Sunday, April 22, 2007

Botanic Gardens


If you haven't taken the chance to go up and see the Chicago Botanic Gardens in Glencoe, IL you should! It's not in full bloom yet, but it will be in no time and it's definitely worth the trip. Check it out!

Adventure


Every once in a while, I like to take an adventure. Now, reasonably, as a college student, I have no money so my adventures have to be rather small and rather nearby. So today, I decided to drive the half of the Lake Michigan circle tour that I hadn't driven yet, which is north to Wisconsin. I started out on 94 going north, and then got off when I didn't feel like paying tolls anymore and drove along the lake. It was nice and relaxing. Plus, Garrison Keillor's Prairie Home Companion was on, and today was a talent contest among people in their 20's. And it was good music, too - I mean, enjoyable varieites of music, like and old-time jug band and an Andrews-sisters-esque group. Lots of fun and pretty great for the drive. I got out and sat by the lake and had my dinner and it was fabulous! It was a great day.

[WHAT THIS EXERCISE ASKS]:
**1.** Rewrite the blog post from "Every once in" to "a great day.", swapping "relaxing" for "peaceful".
**2.** Answer these about the blog post:
(a) In what town are the Chicago Botanic Gardens?
(b) Which highway did the writer start out on going north?
(c) Whose radio show was on during the drive?
Rely on the blog post alone for what follows.

[COLLECTED DATA]:
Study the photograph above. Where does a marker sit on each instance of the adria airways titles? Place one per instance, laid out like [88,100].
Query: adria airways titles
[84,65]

[TASK-BY-TASK SOLUTIONS]:
**1.**
Every once in a while, I like to take an adventure. Now, reasonably, as a college student, I have no money so my adventures have to be rather small and rather nearby. So today, I decided to drive the half of the Lake Michigan circle tour that I hadn't driven yet, which is north to Wisconsin. I started out on 94 going north, and then got off when I didn't feel like paying tolls anymore and drove along the lake. It was nice and peaceful. Plus, Garrison Keillor's Prairie Home Companion was on, and today was a talent contest among people in their 20's. And it was good music, too - I mean, enjoyable varieites of music, like and old-time jug band and an Andrews-sisters-esque group. Lots of fun and pretty great for the drive. I got out and sat by the lake and had my dinner and it was fabulous! It was a great day.

**2.**
(a) Glencoe, IL
(b) 94
(c) Garrison Keillor's (Prairie Home Companion)